» **PROBLEM STATEMENT**
Reproduce the rows from their first line down to and including the line that contains "(726, 548), (922, 615)", swapping "doll" for "teddy bear" and changing nothing else.
------ RECORDED INFORMATION
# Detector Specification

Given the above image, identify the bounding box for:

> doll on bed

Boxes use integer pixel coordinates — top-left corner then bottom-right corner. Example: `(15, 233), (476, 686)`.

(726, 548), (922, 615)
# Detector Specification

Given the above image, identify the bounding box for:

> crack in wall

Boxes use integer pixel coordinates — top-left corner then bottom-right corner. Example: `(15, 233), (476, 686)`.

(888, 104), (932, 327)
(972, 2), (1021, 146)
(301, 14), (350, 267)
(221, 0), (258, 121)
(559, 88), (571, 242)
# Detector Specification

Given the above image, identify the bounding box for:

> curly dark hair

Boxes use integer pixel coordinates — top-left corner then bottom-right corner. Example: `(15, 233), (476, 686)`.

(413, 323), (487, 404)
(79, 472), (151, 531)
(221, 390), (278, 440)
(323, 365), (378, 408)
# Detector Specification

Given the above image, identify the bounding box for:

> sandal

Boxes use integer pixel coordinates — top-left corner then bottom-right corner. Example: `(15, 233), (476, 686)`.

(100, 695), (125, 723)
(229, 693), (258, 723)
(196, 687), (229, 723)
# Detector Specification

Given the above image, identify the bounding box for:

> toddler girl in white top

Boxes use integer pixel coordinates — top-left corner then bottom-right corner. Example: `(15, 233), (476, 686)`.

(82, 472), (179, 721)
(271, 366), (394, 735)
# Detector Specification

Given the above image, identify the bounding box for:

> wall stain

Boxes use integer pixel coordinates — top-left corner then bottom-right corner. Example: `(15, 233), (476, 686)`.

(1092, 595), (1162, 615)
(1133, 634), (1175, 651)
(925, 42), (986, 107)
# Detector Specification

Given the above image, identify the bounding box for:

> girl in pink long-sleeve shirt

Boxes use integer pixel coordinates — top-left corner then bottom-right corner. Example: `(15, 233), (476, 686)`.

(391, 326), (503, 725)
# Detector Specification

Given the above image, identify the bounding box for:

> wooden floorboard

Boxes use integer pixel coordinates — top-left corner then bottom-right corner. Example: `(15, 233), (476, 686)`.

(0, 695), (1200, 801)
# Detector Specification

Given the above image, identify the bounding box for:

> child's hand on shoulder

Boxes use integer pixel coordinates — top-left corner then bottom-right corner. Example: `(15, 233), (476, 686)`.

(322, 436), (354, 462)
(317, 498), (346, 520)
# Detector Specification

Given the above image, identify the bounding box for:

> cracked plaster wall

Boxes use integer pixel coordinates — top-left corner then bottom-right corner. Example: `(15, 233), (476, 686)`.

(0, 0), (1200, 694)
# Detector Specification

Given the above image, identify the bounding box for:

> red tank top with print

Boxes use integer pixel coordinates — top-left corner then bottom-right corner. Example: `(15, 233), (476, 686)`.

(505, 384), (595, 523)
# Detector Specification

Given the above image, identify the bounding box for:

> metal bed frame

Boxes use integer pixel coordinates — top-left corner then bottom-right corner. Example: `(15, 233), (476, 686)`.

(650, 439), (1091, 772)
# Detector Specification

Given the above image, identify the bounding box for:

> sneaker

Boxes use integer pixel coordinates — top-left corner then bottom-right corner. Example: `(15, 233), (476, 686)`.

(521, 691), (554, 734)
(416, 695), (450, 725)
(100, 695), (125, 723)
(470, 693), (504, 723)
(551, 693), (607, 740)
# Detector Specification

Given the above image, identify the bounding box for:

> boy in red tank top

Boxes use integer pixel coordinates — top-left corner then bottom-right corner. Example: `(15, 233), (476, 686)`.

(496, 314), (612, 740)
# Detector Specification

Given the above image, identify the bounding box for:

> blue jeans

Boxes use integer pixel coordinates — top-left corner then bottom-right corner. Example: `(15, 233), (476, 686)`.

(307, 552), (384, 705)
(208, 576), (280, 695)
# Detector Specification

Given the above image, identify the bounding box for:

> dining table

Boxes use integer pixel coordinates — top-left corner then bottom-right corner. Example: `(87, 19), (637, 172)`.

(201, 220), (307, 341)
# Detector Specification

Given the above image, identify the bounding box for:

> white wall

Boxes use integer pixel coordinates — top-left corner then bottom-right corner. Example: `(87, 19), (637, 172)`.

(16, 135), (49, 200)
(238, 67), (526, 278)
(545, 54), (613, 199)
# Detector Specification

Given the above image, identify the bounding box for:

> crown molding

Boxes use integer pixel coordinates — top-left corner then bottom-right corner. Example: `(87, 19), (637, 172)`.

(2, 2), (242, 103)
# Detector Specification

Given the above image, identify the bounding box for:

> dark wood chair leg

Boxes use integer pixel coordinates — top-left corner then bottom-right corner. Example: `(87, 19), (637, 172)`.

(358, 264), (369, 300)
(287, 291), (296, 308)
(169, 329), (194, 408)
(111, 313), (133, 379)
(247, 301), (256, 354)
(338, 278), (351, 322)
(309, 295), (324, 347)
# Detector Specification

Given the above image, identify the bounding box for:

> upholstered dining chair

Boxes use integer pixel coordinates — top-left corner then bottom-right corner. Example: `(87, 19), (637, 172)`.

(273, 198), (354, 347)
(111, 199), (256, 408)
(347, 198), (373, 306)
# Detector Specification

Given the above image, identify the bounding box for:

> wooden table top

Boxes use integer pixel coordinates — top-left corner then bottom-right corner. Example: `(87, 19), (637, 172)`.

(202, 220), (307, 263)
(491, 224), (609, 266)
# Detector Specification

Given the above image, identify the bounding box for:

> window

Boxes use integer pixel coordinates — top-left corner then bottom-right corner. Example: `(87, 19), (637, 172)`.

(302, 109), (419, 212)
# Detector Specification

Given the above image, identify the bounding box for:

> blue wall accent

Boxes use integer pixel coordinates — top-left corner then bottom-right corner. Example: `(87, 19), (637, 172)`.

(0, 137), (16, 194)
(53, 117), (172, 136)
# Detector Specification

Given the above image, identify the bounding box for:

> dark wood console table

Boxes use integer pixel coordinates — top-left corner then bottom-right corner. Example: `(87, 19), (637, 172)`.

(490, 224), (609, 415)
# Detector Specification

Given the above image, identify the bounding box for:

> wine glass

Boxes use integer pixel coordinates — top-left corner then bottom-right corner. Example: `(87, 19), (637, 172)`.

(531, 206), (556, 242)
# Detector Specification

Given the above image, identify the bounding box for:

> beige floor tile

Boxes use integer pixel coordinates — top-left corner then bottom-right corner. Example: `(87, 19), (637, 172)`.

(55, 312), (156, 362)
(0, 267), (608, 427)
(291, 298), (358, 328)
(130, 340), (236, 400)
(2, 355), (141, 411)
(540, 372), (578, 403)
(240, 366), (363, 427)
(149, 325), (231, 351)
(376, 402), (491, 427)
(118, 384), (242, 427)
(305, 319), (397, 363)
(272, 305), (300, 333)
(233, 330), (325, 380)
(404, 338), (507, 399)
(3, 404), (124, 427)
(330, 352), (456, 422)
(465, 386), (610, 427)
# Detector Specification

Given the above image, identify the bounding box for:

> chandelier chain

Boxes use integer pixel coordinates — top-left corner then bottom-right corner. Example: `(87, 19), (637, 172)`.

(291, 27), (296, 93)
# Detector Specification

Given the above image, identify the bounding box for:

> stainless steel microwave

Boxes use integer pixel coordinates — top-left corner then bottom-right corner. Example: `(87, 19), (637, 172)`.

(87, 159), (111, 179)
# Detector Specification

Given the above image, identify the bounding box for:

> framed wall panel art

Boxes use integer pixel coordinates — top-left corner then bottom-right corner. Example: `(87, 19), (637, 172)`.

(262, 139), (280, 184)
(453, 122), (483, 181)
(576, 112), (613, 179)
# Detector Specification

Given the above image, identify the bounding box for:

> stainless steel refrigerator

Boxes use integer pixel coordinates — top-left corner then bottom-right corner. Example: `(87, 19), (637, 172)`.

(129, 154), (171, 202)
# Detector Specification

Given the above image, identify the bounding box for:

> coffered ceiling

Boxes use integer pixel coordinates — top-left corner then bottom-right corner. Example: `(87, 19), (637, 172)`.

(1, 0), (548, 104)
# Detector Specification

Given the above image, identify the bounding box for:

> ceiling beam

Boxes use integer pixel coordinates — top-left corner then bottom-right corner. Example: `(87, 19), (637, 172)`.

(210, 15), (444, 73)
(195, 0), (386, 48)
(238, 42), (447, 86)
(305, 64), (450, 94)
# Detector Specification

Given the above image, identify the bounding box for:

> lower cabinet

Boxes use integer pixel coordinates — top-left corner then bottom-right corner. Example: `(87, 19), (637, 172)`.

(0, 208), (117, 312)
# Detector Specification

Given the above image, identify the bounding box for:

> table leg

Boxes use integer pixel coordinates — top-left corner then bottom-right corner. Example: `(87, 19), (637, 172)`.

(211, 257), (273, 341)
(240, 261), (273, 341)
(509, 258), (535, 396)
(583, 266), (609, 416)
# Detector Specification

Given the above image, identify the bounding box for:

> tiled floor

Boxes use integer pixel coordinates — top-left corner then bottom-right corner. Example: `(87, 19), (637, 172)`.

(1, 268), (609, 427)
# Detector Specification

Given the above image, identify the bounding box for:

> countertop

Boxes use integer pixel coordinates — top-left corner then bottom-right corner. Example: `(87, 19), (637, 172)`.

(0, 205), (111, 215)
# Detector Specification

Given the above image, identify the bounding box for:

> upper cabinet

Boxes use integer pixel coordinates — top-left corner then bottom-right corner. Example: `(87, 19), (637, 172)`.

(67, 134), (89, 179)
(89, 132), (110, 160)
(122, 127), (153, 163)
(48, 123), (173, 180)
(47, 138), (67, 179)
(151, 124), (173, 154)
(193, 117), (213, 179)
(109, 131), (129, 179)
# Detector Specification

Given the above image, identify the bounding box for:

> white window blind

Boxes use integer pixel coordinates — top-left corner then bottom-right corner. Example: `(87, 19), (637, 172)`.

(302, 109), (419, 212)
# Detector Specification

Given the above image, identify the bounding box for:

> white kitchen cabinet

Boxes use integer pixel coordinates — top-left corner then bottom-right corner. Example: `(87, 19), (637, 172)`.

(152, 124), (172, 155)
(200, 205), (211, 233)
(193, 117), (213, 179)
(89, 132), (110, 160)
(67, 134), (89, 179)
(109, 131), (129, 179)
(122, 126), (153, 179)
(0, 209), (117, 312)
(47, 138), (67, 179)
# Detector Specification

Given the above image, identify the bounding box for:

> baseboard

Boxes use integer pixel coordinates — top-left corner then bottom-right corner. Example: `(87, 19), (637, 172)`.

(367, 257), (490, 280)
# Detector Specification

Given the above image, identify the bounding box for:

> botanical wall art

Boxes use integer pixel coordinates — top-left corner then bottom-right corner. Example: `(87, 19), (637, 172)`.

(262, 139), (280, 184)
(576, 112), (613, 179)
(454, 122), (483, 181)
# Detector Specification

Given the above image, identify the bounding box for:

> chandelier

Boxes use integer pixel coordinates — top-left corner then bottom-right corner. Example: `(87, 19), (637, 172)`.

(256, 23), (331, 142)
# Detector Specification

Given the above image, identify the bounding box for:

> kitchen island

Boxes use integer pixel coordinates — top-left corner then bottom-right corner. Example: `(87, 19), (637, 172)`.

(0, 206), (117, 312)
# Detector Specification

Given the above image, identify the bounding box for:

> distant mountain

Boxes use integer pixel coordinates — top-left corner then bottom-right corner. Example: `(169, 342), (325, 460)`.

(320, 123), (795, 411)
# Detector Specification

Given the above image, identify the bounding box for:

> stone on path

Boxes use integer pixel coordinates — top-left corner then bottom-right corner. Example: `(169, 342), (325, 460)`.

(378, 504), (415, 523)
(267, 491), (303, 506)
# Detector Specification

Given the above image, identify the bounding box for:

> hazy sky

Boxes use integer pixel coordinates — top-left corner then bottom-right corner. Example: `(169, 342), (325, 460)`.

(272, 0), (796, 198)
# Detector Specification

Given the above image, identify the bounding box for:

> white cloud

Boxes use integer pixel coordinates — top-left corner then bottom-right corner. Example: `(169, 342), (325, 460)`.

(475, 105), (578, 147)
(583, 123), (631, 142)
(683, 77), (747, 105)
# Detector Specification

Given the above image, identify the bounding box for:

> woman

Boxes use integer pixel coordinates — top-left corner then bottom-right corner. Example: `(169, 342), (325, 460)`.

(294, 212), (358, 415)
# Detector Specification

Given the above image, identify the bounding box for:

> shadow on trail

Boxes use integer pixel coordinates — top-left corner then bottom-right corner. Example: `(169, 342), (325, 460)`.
------------
» **RESPONSE BELOW**
# Detector Specification

Given the above image, identify the bounding box for:

> teddy bear on bed

Boxes use integer pixel coordinates — top-left corner then bottom-right corner. Example: `(15, 233), (476, 686)`.

(726, 548), (922, 615)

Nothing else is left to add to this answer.